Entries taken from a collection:
★ ★ ★ ★ ★

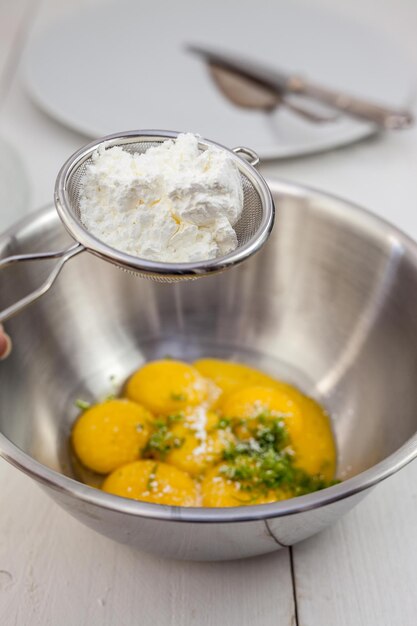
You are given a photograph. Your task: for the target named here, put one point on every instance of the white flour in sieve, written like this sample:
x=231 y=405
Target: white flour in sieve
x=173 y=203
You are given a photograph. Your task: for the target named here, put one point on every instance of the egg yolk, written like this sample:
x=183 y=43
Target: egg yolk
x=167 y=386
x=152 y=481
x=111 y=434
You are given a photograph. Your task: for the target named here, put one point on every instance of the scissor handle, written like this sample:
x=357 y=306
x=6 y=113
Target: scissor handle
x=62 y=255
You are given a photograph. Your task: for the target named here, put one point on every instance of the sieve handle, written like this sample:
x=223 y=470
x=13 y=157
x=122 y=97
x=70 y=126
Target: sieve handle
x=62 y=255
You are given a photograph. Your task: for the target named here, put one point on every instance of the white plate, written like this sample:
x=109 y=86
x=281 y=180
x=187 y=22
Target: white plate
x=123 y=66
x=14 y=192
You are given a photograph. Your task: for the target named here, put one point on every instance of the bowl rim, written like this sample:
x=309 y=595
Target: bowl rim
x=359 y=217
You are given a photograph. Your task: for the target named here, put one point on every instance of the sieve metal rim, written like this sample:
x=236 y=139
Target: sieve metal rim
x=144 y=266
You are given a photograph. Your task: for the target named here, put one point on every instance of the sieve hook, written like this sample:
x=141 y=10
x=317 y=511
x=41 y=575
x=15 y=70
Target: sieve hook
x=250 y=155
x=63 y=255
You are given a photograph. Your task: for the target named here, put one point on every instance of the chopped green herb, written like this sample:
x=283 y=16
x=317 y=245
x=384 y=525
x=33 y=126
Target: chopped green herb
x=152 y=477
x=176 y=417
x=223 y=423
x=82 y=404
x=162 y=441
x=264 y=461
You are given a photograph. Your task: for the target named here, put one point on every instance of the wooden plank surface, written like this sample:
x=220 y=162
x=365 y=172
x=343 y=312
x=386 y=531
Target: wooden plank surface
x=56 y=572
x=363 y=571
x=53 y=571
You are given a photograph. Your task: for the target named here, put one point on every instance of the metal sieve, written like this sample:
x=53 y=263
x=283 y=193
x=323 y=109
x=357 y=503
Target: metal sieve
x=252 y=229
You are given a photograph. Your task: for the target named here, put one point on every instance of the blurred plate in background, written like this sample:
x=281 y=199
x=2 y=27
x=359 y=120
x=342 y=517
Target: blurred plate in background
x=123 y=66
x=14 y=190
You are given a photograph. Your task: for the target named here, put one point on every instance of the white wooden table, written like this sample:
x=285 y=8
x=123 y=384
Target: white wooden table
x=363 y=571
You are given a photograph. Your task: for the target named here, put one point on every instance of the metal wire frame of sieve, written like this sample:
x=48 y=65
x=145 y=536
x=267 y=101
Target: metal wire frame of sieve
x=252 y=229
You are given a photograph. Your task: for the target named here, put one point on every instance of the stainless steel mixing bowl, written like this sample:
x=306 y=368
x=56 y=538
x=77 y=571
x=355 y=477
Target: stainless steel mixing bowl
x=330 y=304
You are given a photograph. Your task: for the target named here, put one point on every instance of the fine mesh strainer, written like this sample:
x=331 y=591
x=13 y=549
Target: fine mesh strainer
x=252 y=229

★ ★ ★ ★ ★

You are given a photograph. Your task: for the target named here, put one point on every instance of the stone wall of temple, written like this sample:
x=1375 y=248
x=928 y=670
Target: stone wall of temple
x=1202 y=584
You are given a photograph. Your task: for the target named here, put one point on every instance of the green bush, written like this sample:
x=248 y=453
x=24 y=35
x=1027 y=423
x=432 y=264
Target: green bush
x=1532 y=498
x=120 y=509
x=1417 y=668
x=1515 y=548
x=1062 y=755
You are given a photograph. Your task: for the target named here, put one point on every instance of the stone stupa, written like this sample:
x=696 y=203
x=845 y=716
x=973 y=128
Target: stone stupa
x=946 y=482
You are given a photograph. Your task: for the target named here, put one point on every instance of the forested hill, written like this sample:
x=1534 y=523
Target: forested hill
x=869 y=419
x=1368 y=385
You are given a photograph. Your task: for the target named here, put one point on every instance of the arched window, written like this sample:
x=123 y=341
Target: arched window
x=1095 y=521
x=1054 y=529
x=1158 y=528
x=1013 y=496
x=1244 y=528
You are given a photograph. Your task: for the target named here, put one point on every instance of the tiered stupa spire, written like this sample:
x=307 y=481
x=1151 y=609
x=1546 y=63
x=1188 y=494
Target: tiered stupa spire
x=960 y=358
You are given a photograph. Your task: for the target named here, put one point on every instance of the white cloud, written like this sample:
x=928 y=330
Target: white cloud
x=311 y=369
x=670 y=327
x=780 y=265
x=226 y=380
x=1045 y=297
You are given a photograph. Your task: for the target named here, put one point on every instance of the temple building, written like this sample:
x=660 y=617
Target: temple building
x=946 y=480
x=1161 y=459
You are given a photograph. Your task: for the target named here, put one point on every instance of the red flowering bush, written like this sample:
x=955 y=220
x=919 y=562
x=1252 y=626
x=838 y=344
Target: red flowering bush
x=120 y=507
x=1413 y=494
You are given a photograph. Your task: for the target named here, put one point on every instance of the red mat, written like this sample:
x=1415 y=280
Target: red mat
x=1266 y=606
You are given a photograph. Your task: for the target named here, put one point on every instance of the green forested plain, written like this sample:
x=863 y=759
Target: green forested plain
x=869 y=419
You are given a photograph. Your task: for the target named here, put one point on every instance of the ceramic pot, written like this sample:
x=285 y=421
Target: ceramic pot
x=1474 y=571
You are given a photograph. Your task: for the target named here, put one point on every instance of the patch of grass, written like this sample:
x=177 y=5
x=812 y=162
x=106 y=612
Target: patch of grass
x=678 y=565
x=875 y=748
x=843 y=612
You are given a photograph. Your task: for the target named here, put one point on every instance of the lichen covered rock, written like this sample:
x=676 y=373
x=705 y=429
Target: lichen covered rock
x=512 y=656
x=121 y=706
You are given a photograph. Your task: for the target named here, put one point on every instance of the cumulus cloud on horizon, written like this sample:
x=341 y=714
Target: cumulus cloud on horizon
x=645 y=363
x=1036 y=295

★ ★ ★ ★ ★

Problem to work on: Above are the records. Copy the lines beginning at the one that has "x=973 y=128" and ending with the one that has "the green forested", unchanged.

Task solution:
x=973 y=128
Target: stone stupa
x=946 y=482
You are given a photograph. Your task: for the target named here, put one point on every instance of the forested hill, written like this sample:
x=1534 y=523
Target: forested hill
x=869 y=419
x=1368 y=385
You are given a photograph. Your task: for the target named here, put one point on every instance of the arched window, written like this sample:
x=123 y=341
Target: arched window
x=1095 y=521
x=1054 y=529
x=1158 y=528
x=1013 y=496
x=1244 y=528
You are given a photograph. Your task: for the target named here, put one point on every instance of the tiered stupa spire, written like this sample:
x=307 y=481
x=1151 y=609
x=1546 y=63
x=1188 y=494
Target: tiered stupa spire
x=960 y=358
You are given a photograph. Your task: for the target named here, put one point on every instance of the white cloud, written like this sample:
x=928 y=330
Target: white cloud
x=311 y=369
x=670 y=327
x=780 y=265
x=226 y=380
x=1045 y=297
You are given a photograph. Your task: for the target named here, put one point on every instance of the temple building, written like this sample:
x=660 y=617
Target: temple building
x=946 y=480
x=1161 y=459
You are given a photograph. Your task: for the target named here, put one point on every instance of the red flowering bush, written like this sample:
x=955 y=220
x=919 y=562
x=1252 y=626
x=838 y=344
Target: red flowering bush
x=120 y=507
x=1413 y=494
You are given a photograph. Your task: for the target named here, put one point on every instance of the red mat, written like this sample:
x=1415 y=280
Target: red mat
x=1266 y=606
You are given a photograph. Your task: for the target named here, put one point on every instance of the green forested plain, written like this sample:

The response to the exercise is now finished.